§ Exercise objective
Retype every line from the start of the entries below down to the line with "box: [796, 140, 900, 213]", both ends included; skip the pictures.
--- START ---
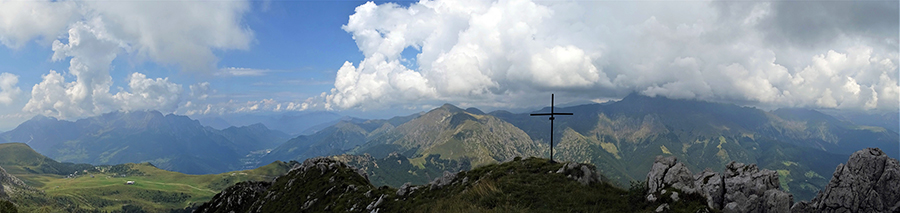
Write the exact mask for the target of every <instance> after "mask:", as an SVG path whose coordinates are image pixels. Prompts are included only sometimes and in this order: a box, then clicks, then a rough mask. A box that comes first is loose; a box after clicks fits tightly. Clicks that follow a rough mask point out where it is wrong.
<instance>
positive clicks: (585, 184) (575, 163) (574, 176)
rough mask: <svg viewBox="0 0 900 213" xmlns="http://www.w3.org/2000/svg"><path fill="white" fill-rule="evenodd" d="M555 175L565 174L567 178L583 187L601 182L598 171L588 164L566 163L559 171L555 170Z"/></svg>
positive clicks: (573, 162)
mask: <svg viewBox="0 0 900 213" xmlns="http://www.w3.org/2000/svg"><path fill="white" fill-rule="evenodd" d="M556 173H561V174H566V177H567V178H569V179H573V180H575V181H578V183H581V185H585V186H586V185H589V184H591V183H599V182H600V181H601V179H600V171H597V168H595V167H594V166H593V165H590V164H584V163H575V162H568V163H566V165H563V167H561V168H559V170H556Z"/></svg>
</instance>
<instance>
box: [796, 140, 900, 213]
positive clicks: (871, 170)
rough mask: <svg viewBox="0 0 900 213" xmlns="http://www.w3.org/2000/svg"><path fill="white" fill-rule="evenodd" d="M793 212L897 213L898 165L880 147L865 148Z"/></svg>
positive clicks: (899, 205)
mask: <svg viewBox="0 0 900 213" xmlns="http://www.w3.org/2000/svg"><path fill="white" fill-rule="evenodd" d="M791 211H792V212H900V163H898V161H897V159H893V158H890V157H888V156H887V155H886V154H885V153H884V152H883V151H881V149H879V148H867V149H864V150H860V151H857V152H855V153H853V155H851V156H850V159H848V160H847V163H846V164H840V165H838V166H837V168H835V170H834V174H833V175H832V178H831V181H830V182H829V183H828V185H827V186H826V187H825V190H824V191H820V192H819V194H818V195H816V197H815V198H813V199H812V200H810V201H809V202H799V203H797V204H794V205H793V206H792V207H791Z"/></svg>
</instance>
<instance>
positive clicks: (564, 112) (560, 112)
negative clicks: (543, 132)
mask: <svg viewBox="0 0 900 213" xmlns="http://www.w3.org/2000/svg"><path fill="white" fill-rule="evenodd" d="M542 115H550V116H553V115H574V114H572V113H570V112H554V113H531V116H542Z"/></svg>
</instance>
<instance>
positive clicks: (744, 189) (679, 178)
mask: <svg viewBox="0 0 900 213" xmlns="http://www.w3.org/2000/svg"><path fill="white" fill-rule="evenodd" d="M647 187H648V191H647V200H648V201H651V202H656V201H658V200H661V199H660V198H662V196H663V195H665V194H668V195H669V196H670V197H671V198H672V199H667V200H673V201H674V200H676V199H677V194H674V193H677V192H670V193H667V189H670V188H671V189H677V190H680V191H681V192H683V193H687V194H691V193H697V194H700V195H701V196H703V197H704V198H706V200H707V205H708V206H709V207H710V208H713V209H718V210H722V211H724V212H788V211H790V207H791V205H792V203H793V196H792V195H791V194H788V193H786V192H784V191H781V190H780V189H779V184H778V174H776V173H775V172H774V171H770V170H762V171H760V170H759V168H758V167H757V166H756V165H755V164H750V165H745V164H743V163H736V162H731V163H729V164H728V165H727V166H726V170H725V172H724V173H722V174H719V173H715V172H712V171H711V170H709V169H707V170H705V171H703V172H700V173H697V174H692V173H691V171H690V170H689V169H688V168H687V167H686V166H685V165H684V164H683V163H680V162H678V160H677V159H676V158H675V157H674V156H669V157H662V156H658V157H657V158H656V162H655V163H653V166H652V167H651V169H650V172H649V173H647ZM663 204H665V203H663ZM660 206H663V205H660Z"/></svg>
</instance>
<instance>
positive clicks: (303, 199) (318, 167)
mask: <svg viewBox="0 0 900 213" xmlns="http://www.w3.org/2000/svg"><path fill="white" fill-rule="evenodd" d="M386 190H387V188H384V189H381V188H377V187H375V186H373V185H372V184H371V183H369V180H368V178H367V177H366V173H365V172H361V171H360V170H359V169H356V168H354V167H352V166H349V165H347V164H345V163H343V162H340V161H337V160H334V159H331V158H324V157H320V158H310V159H307V160H306V161H304V162H303V163H302V164H299V165H297V166H295V167H294V168H293V169H291V171H290V172H288V173H287V174H285V175H283V176H280V177H278V178H276V179H275V180H274V181H273V182H271V183H269V182H241V183H239V184H237V185H235V186H232V187H228V188H227V189H225V190H224V191H222V192H221V193H219V194H217V195H215V196H214V197H213V199H212V200H210V201H209V202H207V203H204V204H203V205H201V206H200V207H198V208H197V210H195V212H378V211H379V209H380V208H382V205H383V203H384V202H386V201H387V198H388V197H387V196H386V192H387V191H386Z"/></svg>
--- END ---
§ Solved problem
Write the exact mask for the target of every <instance> after "mask:", as an SVG path whose coordinates are image pixels. Prompts are included only sometimes and in this order: a box, then clicks, then a rough mask. A box that comes first is loose; a box after clicks fits tightly. Clicks that follow a rough mask point out where it is wrong.
<instance>
positive clicks: (585, 184) (575, 163) (574, 176)
rough mask: <svg viewBox="0 0 900 213" xmlns="http://www.w3.org/2000/svg"><path fill="white" fill-rule="evenodd" d="M555 175L565 174L567 178L583 187L601 182L598 171L588 164L566 163L559 171L555 170Z"/></svg>
positive clicks: (573, 162)
mask: <svg viewBox="0 0 900 213" xmlns="http://www.w3.org/2000/svg"><path fill="white" fill-rule="evenodd" d="M556 173H561V174H566V177H567V178H569V179H573V180H575V181H578V183H581V185H585V186H586V185H589V184H591V183H599V182H600V181H601V179H600V171H597V168H595V167H594V166H593V165H590V164H584V163H575V162H568V163H566V165H563V167H561V168H559V170H556Z"/></svg>
</instance>
<instance>
box: [796, 140, 900, 213]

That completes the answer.